→ Task details: Decide whether each statement agrees with the text on JuiceFS storage settings: (a) For CTYun OOS, the region code of Chengdu is sccd. (b) ECloud Object Storage gives only one endpoint per region. (c) CTYun OOS uses the storage value scs. Answer yes or no for each and quote the words from the text that settle it.

Please follow this document to learn how to get access key and secret key.

The --bucket option format is https://<bucket>.stor.sinaapp.com. For example:

$ juicefs format \
    --storage scs \
    --bucket https://<bucket>.stor.sinaapp.com \
    ... \
    myjfs

CTYun OOS

Please follow this document to learn how to get access key and secret key.

The --bucket option format is https://<bucket>.oss-<region>.ctyunapi.cn, replace <region> with specific region code, e.g. the region code of Chengdu is sccd. You could find all available regions at here. For example:

$ juicefs format \
    --storage oos \
    --bucket https://<bucket>.oss-<region>.ctyunapi.cn \
    ... \
    myjfs

ECloud Object Storage

Please follow this document to learn how to get access key and secret key.

ECloud Object Storage provides multiple endpoints for each region, depends on your network (e.g. public or internal network), you should use appropriate endpoint. For example:

$ juicefs format \
    --storage eos \
    --bucket https://<bucket>.<endpoint> \
    ... \
    myjfs

UCloud US3

Please follow this document to learn how to get access key and secret key.

→ Given information:
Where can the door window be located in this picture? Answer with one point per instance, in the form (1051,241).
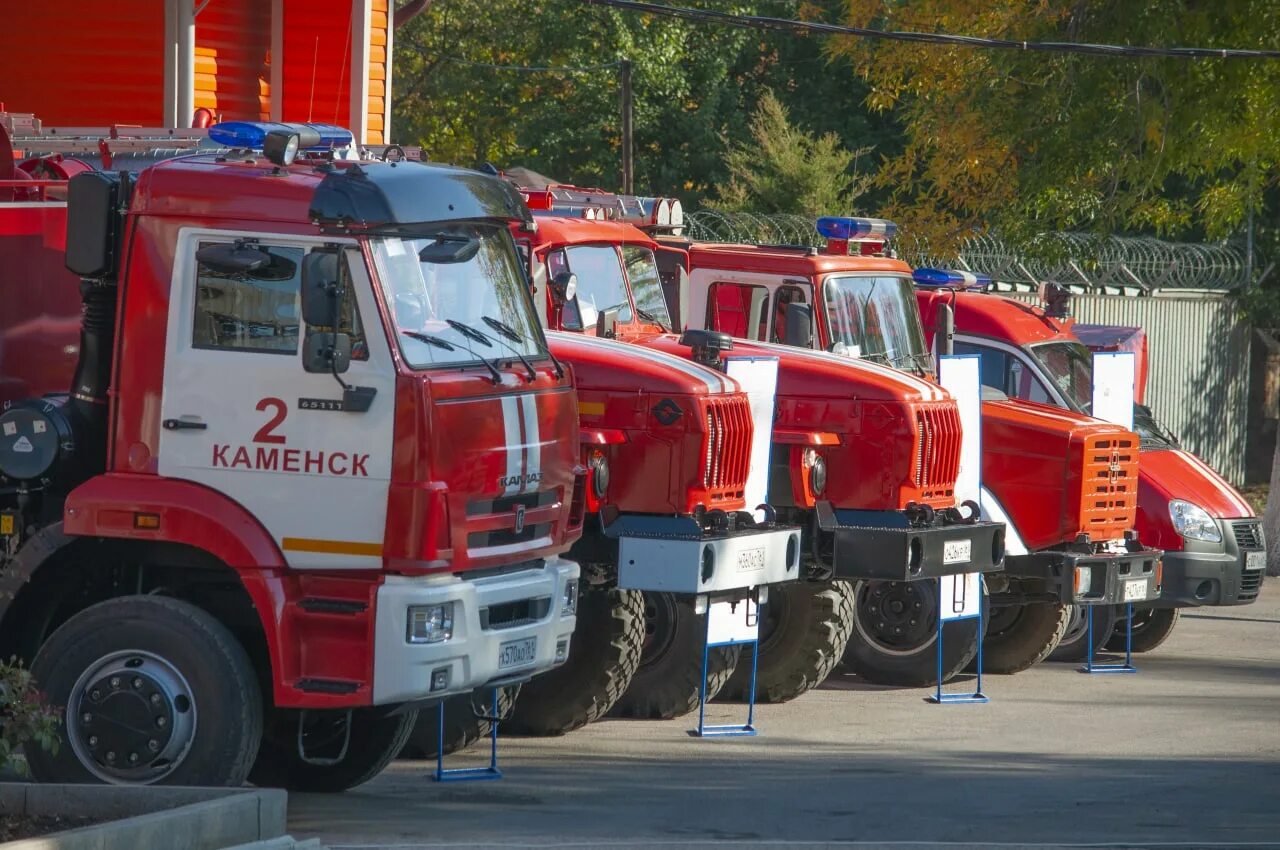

→ Finished exercise:
(a) Yes: "the region code of Chengdu is sccd"
(b) No: "ECloud Object Storage provides multiple endpoints for each region"
(c) No: "--storage oos"